• [Written exercise]: Copy every line of the records below verbatim, keeping each character, bracket, and line break unchanged.
** Start **
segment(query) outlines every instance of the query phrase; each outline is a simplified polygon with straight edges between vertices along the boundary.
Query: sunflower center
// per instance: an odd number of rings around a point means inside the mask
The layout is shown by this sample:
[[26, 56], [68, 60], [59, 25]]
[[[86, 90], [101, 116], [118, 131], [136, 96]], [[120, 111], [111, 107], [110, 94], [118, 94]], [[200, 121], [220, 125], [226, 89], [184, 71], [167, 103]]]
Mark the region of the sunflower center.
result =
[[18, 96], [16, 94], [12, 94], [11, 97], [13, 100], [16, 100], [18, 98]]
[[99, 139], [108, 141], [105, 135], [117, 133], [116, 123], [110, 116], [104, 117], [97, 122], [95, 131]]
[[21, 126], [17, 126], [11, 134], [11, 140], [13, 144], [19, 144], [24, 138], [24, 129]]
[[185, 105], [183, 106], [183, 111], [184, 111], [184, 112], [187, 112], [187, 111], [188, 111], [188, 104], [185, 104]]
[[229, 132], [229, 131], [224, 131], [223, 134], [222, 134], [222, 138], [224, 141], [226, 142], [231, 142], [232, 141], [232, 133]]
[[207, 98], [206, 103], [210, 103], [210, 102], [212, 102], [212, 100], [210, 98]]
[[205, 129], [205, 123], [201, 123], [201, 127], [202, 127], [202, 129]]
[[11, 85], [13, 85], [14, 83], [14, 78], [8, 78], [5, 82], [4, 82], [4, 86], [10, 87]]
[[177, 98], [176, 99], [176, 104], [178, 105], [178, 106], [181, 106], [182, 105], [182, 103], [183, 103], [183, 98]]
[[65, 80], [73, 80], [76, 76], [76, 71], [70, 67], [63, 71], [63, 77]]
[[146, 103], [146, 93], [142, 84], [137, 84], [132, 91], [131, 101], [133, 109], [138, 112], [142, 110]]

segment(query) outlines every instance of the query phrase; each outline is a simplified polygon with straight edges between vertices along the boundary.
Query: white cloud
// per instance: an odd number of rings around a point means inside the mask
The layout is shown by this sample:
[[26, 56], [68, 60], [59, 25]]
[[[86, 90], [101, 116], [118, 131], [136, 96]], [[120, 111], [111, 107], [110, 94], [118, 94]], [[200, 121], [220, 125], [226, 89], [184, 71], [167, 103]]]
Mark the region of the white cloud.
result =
** End **
• [Answer to the exercise]:
segment(query) outlines every instance of the query phrase; each outline is a simplified polygon with straight edges between vertices along the boundary.
Query: sunflower center
// per instance: an odd number of rings around a point means inside the mask
The layout is shown by this sample:
[[26, 56], [68, 60], [59, 25]]
[[[86, 90], [101, 116], [118, 131], [136, 96]], [[120, 111], [111, 107], [110, 94], [118, 94]], [[200, 121], [220, 125], [226, 89], [184, 71], [167, 103]]]
Mark the region of the sunflower center.
result =
[[18, 96], [16, 94], [12, 94], [11, 97], [13, 100], [16, 100], [18, 98]]
[[99, 139], [108, 141], [105, 135], [117, 133], [116, 123], [110, 116], [104, 117], [97, 122], [95, 131]]
[[21, 126], [17, 126], [11, 134], [11, 140], [13, 144], [19, 144], [24, 138], [24, 129]]
[[185, 105], [183, 106], [183, 111], [184, 111], [184, 112], [187, 112], [187, 111], [188, 111], [188, 104], [185, 104]]
[[229, 132], [229, 131], [224, 131], [223, 134], [222, 134], [222, 138], [224, 141], [226, 142], [231, 142], [232, 141], [232, 133]]
[[207, 98], [206, 103], [210, 103], [210, 102], [212, 102], [212, 100], [210, 98]]
[[205, 129], [205, 123], [201, 123], [201, 127], [202, 127], [202, 129]]
[[11, 85], [13, 85], [14, 83], [14, 78], [8, 78], [5, 82], [4, 82], [4, 86], [10, 87]]
[[177, 98], [176, 99], [176, 104], [178, 105], [178, 106], [181, 106], [182, 105], [182, 103], [183, 103], [183, 98]]
[[65, 80], [73, 80], [76, 76], [76, 71], [70, 67], [63, 71], [63, 77]]
[[146, 103], [146, 93], [142, 84], [137, 84], [132, 91], [131, 101], [133, 109], [138, 112], [142, 110]]

segment(query) outlines every instance of the query phrase; each outline is a simplified polygon with straight edges between vertices along the boundary.
Query: white cloud
// per instance: an odd number of rings around a point means inside the mask
The layout is shown by this sample:
[[26, 56], [68, 60], [59, 25]]
[[[86, 90], [101, 116], [118, 131], [136, 96]], [[120, 111], [111, 107], [110, 94], [118, 94]], [[200, 121], [220, 125], [226, 89], [184, 71], [167, 103]]]
Mark the region of the white cloud.
result =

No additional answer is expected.